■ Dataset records
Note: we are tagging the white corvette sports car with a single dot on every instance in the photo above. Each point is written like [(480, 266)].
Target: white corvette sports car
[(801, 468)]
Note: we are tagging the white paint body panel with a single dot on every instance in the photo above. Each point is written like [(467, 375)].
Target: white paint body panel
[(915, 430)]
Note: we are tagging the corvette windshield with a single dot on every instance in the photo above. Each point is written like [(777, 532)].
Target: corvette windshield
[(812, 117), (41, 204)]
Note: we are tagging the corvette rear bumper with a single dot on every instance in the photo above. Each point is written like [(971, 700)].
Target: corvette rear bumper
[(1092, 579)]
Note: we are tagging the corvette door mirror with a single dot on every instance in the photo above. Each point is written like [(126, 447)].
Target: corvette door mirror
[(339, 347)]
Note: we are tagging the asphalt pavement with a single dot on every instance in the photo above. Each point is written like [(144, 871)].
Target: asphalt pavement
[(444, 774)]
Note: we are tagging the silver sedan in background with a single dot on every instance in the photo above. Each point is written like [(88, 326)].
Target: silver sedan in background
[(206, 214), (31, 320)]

■ WHAT YOU WILL DO
Word for word, restate each of the records above.

■ THE ANSWER
Note: we are tagging the white corvette sports car with a single dot on every instance in the photo above. Each point is written like [(480, 266)].
Target: white corvette sports car
[(801, 468)]
Note: we are tagging the white paint body panel with a single dot on every instance in the photo above. Each point is written like [(467, 375)].
Target: white paint body panel
[(915, 430)]
Note: we are tagging the corvette windshield with a single dot on every instance in the photo above. Each point is written like [(777, 532)].
Target: corvette windshield
[(812, 117), (41, 204)]
Note: we are tagging the corvette rear bumper with a single dot on every instance in the photo above. Each point is written like [(971, 700)].
Target: corvette rear bumper
[(1092, 579)]
Note: we are tagging the corvette door mirror with a single dot on every instance in the photo above. Each point is written like [(126, 447)].
Target: corvette door mirror
[(339, 347)]
Note: we are tagging the asphalt pavement with a single dot on every instance in the photo above. Each point is written like [(144, 871)].
Target: asphalt pavement
[(444, 774)]
Note: we are tagging the silver sedan in background with a single dot on every instance in the photo above. Each point is written like [(88, 326)].
Target: silver sedan in background
[(206, 214), (31, 320)]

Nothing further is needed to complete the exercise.